On December 1, 2025, the Chief Executive of Ohio’s Cuyahoga County put the last signature on a resolution authorizing a $1 million payout to settle claims filed by the estate of Nicholas Michael Colbert, a detainee who committed suicide at the County lockup in Cleveland in 2019.

Colbert’s death was the ninth in just 11 months that year, as the jail population mushroomed with arrestees from Cleveland and other municipalities in the County. They had signed new agreements with then-Chief Executive Armond Budish, only to watch jail conditions deteriorate so badly that a report by the U.S. Marshals Service ranked it among the “worst in the country,” as PLN reported. A federal judge agreed that the lockup was “horrific” when she sentenced Jail Director Ken Mills to nine months in prison on two misdemeanor counts of falsifying records and two misdemeanor counts of dereliction of duty. [See: PLN, Mar. 2019, p.12; and Feb. 2022, p.54.]

A veteran and father of four, Colbert, 36, was picked up for drug possession by Maple Heights cops and booked into the Cuyahoga County Corrections Center (CCCC) in May 2019. Like far too many Americans that decade, Colbert had become addicted to pain medication prescribed for a collarbone injury. He told jailers at booking that he had recently survived a heroin overdose and had tried to take his own life just five weeks earlier.

■ **Information given**:
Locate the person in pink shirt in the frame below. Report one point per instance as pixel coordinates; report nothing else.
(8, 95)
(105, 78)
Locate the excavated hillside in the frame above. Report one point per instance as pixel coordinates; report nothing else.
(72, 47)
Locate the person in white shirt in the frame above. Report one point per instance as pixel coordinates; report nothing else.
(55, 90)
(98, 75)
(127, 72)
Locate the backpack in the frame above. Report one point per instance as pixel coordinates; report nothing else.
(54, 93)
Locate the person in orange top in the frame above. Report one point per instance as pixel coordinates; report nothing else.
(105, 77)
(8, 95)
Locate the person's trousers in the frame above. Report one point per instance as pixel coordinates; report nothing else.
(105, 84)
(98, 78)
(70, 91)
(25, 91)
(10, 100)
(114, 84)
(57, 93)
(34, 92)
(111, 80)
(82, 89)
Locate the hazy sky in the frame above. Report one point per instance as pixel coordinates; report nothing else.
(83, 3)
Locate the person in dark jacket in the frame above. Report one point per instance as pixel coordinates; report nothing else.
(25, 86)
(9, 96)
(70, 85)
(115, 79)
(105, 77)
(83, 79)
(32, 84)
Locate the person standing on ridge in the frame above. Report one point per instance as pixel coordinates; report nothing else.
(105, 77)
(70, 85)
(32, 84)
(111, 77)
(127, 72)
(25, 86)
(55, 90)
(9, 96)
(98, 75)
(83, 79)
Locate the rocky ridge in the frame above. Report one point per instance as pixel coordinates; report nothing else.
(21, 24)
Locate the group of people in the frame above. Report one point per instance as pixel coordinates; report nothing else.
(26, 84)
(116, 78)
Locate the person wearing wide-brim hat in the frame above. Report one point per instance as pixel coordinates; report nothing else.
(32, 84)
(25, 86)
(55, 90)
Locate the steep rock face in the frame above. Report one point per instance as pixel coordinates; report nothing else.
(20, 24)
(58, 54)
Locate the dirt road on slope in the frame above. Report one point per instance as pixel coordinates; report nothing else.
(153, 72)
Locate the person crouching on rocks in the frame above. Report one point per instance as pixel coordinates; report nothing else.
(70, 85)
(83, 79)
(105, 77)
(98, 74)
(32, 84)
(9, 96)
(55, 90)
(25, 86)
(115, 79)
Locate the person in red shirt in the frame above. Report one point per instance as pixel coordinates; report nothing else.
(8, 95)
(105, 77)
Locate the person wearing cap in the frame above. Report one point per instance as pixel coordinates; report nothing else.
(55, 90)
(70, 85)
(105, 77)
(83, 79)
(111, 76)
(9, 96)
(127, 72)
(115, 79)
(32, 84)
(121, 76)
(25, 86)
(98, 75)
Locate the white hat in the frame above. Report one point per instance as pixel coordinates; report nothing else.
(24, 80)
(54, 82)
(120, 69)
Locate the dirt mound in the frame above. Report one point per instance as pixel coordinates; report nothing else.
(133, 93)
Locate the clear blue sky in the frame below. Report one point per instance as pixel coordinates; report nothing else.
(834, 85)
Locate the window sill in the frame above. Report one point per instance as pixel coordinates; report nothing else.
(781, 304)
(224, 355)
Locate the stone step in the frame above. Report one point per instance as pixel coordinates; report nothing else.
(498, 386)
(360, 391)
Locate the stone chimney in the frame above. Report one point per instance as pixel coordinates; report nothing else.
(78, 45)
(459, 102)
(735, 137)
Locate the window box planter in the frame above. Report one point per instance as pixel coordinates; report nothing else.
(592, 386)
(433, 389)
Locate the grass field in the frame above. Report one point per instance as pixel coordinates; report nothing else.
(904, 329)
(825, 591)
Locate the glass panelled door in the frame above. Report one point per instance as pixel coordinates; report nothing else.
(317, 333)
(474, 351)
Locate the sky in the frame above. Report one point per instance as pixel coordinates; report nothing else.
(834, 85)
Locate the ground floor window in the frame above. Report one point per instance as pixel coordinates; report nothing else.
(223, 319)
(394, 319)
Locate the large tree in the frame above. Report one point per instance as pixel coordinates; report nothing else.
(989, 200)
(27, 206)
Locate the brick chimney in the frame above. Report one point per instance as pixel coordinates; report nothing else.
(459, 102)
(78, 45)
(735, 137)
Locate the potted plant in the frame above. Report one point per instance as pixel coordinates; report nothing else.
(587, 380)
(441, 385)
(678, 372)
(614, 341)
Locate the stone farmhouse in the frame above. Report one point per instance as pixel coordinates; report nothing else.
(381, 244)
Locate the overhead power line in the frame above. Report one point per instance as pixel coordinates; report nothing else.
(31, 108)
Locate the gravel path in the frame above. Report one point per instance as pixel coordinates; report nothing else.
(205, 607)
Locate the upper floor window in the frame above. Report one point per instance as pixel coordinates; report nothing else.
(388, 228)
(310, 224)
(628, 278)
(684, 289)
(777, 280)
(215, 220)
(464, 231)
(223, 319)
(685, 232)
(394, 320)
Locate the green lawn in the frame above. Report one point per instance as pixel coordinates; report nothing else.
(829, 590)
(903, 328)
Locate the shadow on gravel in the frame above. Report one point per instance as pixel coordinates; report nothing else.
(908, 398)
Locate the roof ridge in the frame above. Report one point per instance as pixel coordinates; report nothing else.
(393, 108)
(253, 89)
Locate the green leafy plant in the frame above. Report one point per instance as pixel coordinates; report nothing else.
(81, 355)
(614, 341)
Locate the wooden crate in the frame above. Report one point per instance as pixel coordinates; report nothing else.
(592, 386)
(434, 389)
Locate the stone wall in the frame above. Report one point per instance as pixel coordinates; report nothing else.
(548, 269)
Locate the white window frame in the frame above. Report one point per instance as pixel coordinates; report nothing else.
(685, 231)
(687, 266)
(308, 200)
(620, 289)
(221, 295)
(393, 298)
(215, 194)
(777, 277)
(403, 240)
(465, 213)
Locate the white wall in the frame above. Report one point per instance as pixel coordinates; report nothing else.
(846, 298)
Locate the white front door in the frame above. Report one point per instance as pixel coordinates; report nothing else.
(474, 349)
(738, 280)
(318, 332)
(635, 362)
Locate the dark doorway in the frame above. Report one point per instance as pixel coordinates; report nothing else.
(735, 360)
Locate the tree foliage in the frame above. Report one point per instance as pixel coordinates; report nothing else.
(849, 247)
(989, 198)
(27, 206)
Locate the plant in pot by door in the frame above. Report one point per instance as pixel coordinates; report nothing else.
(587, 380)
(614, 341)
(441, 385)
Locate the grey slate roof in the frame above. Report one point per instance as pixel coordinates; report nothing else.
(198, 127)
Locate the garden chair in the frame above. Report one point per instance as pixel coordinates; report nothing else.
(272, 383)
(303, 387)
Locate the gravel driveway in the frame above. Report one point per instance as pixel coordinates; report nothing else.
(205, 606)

■ **Work to be completed**:
Reproduce in full the passage above about the Cuyahoga County jail settlement, keeping every word and punctuation mark unchanged.

■ **Result**:
On December 1, 2025, the Chief Executive of Ohio’s Cuyahoga County put the last signature on a resolution authorizing a $1 million payout to settle claims filed by the estate of Nicholas Michael Colbert, a detainee who committed suicide at the County lockup in Cleveland in 2019.

Colbert’s death was the ninth in just 11 months that year, as the jail population mushroomed with arrestees from Cleveland and other municipalities in the County. They had signed new agreements with then-Chief Executive Armond Budish, only to watch jail conditions deteriorate so badly that a report by the U.S. Marshals Service ranked it among the “worst in the country,” as PLN reported. A federal judge agreed that the lockup was “horrific” when she sentenced Jail Director Ken Mills to nine months in prison on two misdemeanor counts of falsifying records and two misdemeanor counts of dereliction of duty. [See: PLN, Mar. 2019, p.12; and Feb. 2022, p.54.]

A veteran and father of four, Colbert, 36, was picked up for drug possession by Maple Heights cops and booked into the Cuyahoga County Corrections Center (CCCC) in May 2019. Like far too many Americans that decade, Colbert had become addicted to pain medication prescribed for a collarbone injury. He told jailers at booking that he had recently survived a heroin overdose and had tried to take his own life just five weeks earlier.